* **TASK DETAILS**: Make an exact copy of the records below, excluding images.
[THE INPUT Boundary: Start]
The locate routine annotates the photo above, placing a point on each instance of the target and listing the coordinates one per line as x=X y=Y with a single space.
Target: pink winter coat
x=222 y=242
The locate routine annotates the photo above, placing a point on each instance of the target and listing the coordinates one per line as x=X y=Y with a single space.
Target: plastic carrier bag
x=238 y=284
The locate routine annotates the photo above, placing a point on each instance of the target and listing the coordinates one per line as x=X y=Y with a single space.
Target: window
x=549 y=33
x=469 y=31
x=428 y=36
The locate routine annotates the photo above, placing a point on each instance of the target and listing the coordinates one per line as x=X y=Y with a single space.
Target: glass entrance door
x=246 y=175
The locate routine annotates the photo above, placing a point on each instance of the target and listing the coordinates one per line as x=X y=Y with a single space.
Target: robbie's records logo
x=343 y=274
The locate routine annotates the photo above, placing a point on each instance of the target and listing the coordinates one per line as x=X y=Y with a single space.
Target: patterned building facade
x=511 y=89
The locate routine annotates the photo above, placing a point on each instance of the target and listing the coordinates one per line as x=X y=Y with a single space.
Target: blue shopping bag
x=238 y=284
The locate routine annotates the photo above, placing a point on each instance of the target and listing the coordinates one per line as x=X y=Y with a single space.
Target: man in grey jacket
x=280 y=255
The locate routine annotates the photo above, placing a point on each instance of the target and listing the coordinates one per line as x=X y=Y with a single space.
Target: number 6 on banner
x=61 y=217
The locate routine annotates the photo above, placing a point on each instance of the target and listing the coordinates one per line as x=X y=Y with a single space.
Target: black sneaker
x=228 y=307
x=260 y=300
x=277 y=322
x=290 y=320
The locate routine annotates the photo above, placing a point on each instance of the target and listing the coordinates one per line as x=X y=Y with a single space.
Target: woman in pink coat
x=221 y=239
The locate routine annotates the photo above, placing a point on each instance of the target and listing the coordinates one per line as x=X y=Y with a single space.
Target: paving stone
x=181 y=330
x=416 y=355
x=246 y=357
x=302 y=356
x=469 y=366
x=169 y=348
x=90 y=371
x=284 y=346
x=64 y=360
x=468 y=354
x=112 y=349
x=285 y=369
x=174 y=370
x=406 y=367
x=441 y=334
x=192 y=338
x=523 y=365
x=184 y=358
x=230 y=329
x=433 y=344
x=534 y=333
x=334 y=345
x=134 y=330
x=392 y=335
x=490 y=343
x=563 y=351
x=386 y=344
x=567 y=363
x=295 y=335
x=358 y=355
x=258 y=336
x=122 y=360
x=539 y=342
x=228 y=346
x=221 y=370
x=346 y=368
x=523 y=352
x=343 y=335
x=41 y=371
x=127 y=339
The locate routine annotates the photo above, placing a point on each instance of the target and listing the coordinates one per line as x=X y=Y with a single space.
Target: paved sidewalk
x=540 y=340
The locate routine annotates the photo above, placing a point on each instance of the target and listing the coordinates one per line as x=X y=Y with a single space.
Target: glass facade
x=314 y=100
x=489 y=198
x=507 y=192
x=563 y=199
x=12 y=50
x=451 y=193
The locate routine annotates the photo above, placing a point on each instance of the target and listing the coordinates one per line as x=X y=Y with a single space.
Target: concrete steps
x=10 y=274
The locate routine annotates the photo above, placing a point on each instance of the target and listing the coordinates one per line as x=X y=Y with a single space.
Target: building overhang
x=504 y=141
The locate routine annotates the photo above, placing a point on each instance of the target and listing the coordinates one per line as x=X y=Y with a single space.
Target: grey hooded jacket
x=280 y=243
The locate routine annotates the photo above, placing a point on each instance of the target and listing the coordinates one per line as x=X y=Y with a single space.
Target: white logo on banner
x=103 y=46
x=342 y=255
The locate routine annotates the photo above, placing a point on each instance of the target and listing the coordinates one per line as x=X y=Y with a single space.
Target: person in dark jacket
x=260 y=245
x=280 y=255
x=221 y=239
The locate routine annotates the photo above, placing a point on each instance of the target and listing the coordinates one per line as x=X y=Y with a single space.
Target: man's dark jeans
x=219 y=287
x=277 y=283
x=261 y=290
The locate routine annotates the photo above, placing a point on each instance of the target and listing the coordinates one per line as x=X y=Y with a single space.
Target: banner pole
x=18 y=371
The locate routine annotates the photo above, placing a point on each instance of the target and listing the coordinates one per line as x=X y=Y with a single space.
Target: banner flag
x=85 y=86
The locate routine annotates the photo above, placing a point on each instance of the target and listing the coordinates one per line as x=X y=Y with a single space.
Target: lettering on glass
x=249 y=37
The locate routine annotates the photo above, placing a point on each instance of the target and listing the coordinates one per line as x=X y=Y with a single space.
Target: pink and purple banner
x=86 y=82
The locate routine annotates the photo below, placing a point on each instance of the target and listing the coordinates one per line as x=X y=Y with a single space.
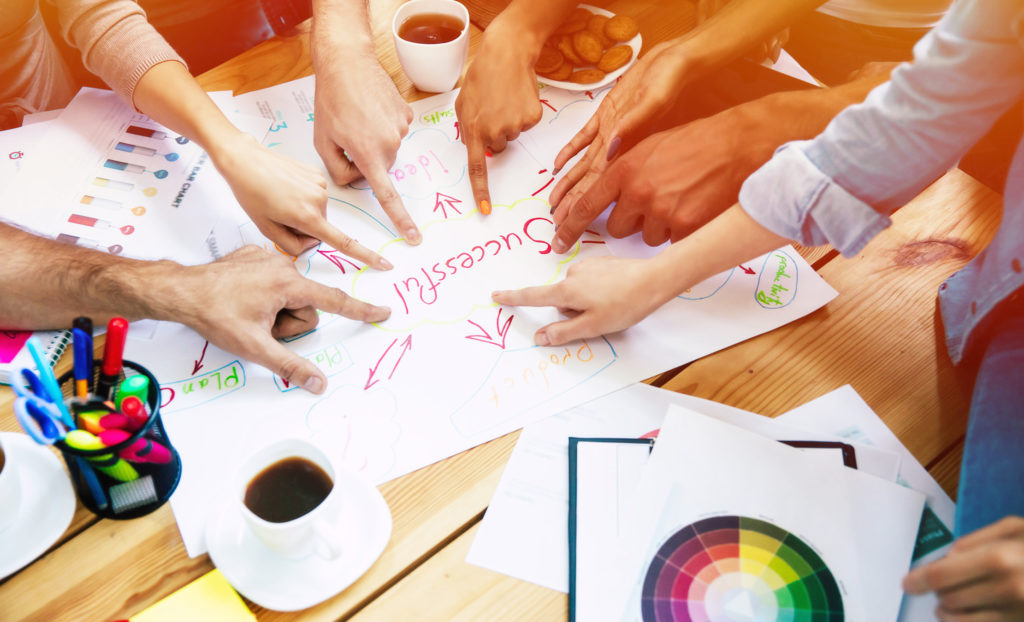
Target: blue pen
x=85 y=325
x=49 y=380
x=83 y=363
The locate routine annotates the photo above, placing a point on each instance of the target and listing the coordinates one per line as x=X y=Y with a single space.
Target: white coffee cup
x=316 y=531
x=433 y=68
x=10 y=489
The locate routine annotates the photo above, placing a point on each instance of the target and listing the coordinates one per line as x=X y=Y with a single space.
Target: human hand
x=286 y=199
x=600 y=294
x=358 y=113
x=674 y=181
x=644 y=94
x=499 y=99
x=246 y=300
x=981 y=578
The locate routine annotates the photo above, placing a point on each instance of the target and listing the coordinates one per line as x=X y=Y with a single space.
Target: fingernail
x=313 y=384
x=613 y=148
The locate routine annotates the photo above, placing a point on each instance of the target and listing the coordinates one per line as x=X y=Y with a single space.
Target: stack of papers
x=721 y=468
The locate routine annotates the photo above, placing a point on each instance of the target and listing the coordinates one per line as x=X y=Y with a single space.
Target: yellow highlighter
x=108 y=463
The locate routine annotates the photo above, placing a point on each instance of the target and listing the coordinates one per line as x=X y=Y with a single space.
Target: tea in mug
x=431 y=28
x=288 y=489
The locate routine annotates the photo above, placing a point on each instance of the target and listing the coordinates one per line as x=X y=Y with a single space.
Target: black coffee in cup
x=288 y=489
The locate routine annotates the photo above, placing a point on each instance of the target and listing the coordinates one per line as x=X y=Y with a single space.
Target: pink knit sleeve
x=116 y=40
[THE INPUT Boundary: End]
* **RESPONSE TO THIS TASK**:
The locate routine annotates the photo above, placing a point on each instance of the target and listing the coordinates one per line as x=X y=Y with a single space.
Target: pink winter coat
x=222 y=242
The locate routine annotates the photo above, placing a point on each instance of the target and listing the coordinates one per line as x=X y=Y with a single space.
Target: plastic carrier bag
x=238 y=284
The locate routine annotates the photo above, placing a point on each instance of the target and listing the coordinates one per line as x=X y=Y with a single space.
Target: window
x=549 y=33
x=469 y=31
x=428 y=36
The locate routine annotates the photo above, placing a point on each instance of the target and listing the coordinates one per line as x=X y=Y with a single space.
Target: glass entrance door
x=246 y=175
The locate routine annotates the photo above, placing a point on each instance of the target and listing the coordinates one per line as x=X y=Y with a single space.
Target: robbie's records logo
x=343 y=274
The locate routine annotates the photo above, placing a point on each instance of the target and listing the coordinates one per line as x=X y=Y with a single space.
Target: patterned building facade
x=511 y=89
The locate routine annotates the photo above, placing a point on each instance of the target and listing the coordinates one per line as x=X y=Y with a single space.
Target: blue shopping bag
x=238 y=284
The locate routine annotates the photo above, placing a point on each instance of the target and listing the coordinates one per line as x=X y=Y with a single space.
Target: man in grey jacket
x=280 y=255
The locate routine annotates the photo above, placing a point on each instance of the target and listing the coordinates one per line as x=X y=Y with a single space.
Target: number 6 on banner
x=61 y=217
The locate routine annotates the photo above, placing a point on each instance of the target and listing the coordinates one per line as x=X y=Y with a single space.
Target: black sneaker
x=228 y=307
x=260 y=300
x=277 y=322
x=290 y=320
The locate routine annotates the photo above, placing a point on each instance of the target and listing the coordinates one per line as x=X y=Y with a single space.
Target: woman in pink coat
x=221 y=239
The locate routine annotates the photo above, placing a point on each instance of the target and listing the coordinates one per line as x=X y=Y with a single space.
Target: paving stone
x=181 y=330
x=416 y=355
x=246 y=357
x=302 y=356
x=469 y=366
x=169 y=348
x=90 y=371
x=284 y=346
x=64 y=360
x=468 y=354
x=112 y=349
x=285 y=369
x=174 y=370
x=406 y=367
x=441 y=334
x=192 y=338
x=523 y=365
x=184 y=358
x=230 y=329
x=433 y=344
x=534 y=333
x=334 y=345
x=134 y=330
x=392 y=335
x=490 y=343
x=563 y=351
x=386 y=344
x=567 y=363
x=295 y=335
x=358 y=355
x=258 y=336
x=122 y=360
x=539 y=342
x=228 y=346
x=221 y=370
x=346 y=368
x=523 y=352
x=343 y=335
x=41 y=371
x=127 y=339
The locate routine annotates the photo above, placing a point on each instance of the target and listing the coordinates one per line as x=X y=Y with a single space.
Target: paved sidewalk
x=540 y=340
The locate routine annotates the photo above, placing a point on each instance of the target and listing the coordinates one per line as x=X y=Y with a single space.
Target: glass facade
x=314 y=100
x=489 y=198
x=507 y=192
x=563 y=199
x=12 y=50
x=451 y=193
The locate routine annotates the photo above, placing a point on each instance of the target and listing the coordinates one per line as x=X y=Y with a single space.
Target: concrete steps
x=10 y=274
The locate routine annotates the photo above, placing a point on each instance of the target and listing the coordinates one per line as x=X y=Y with a single space.
Target: building overhang
x=504 y=141
The locate routine annotates the photo above, placing a point on each instance of the target and listing the coordinates one per line as x=X y=Y with a single space.
Target: grey hooded jacket
x=280 y=243
The locate routine annotates the photo above, placing a point on each instance of the target and listing the coordinates one per line as x=X y=Y with a single space.
Target: white logo on banner
x=103 y=46
x=342 y=255
The locate routine annotates the photo above, placing a point on each instance of the target and listing the coordinates one per line as x=X y=Y with a single space.
Target: person in dark jacket
x=260 y=245
x=280 y=255
x=221 y=239
The locate routine annotates the photo above, placing a point on each instance of the target and listing the coordinates one per line as x=X y=Y with a single space.
Target: man's dark jeans
x=219 y=287
x=277 y=283
x=261 y=290
The locate routine annotates the photo above, placing a point on each instance of the target and listing the coordinates one per line as x=X y=Y with a single space.
Target: banner pole
x=18 y=371
The locate routine annotates the photo above, placing a point on each instance of the target and listing the coordinates one per line as x=X y=Y with a single space.
Target: banner flag
x=85 y=86
The locate routine annotates the photo above, placing a point on each instance of the target and listing the coordinates one per line as x=X y=Y with a single space.
Target: lettering on glass
x=249 y=37
The locate routine annotates the photo above, placing a point on each instance of the target and listing the coordinates one per line as x=X y=Y with a single space.
Target: pink and purple banner
x=86 y=82
The locate routine annotates the photo below, placing a point on each instance of the target and listing the coordinates one per line as x=X y=Y with a single space.
Target: blue pen
x=85 y=325
x=49 y=380
x=83 y=363
The locate routine annotates the photo above, placing a point on each instance of the target and listing the coordinates one per line as x=X y=Y with a single space.
Target: white coffee cup
x=316 y=531
x=433 y=68
x=10 y=489
The locate routine annotates the photo above, placing a point on each instance of the target and listing the coordinates one per line as x=X y=Y with a single space.
Target: human hand
x=286 y=199
x=600 y=294
x=358 y=113
x=674 y=181
x=644 y=94
x=499 y=99
x=246 y=300
x=981 y=578
The locate routine annotates the photo above, placing a point on each instance of the target and listing the coordinates one per line as x=X y=Y with a single space.
Target: fingernail
x=313 y=384
x=613 y=148
The locate routine annotates the photo above, placing a point on each instance of the target and listing the coordinates one per line as x=X y=Y with a single space.
Target: stack of papers
x=721 y=468
The locate routine annotates the photo above, placing a point on each instance of the target and listing the coordinates one per line as x=X y=Y with a single space.
Target: yellow highlighter
x=108 y=463
The locate routine annotates the photo above, placing a point on each instance of the target and listing the coordinates one per line as x=X y=Y with a single space.
Target: tea in mug
x=431 y=28
x=288 y=489
The locate routine annotates the photo above, placing a point on each instance of the target and listing the coordinates one per line as x=X y=Y with a single space.
Target: black coffee in cup
x=288 y=489
The locate routine annotates the photo above, placing a point on each instance of the target and listing the coordinates one per line as x=X y=Y with a single space.
Target: pink knit sleeve
x=116 y=40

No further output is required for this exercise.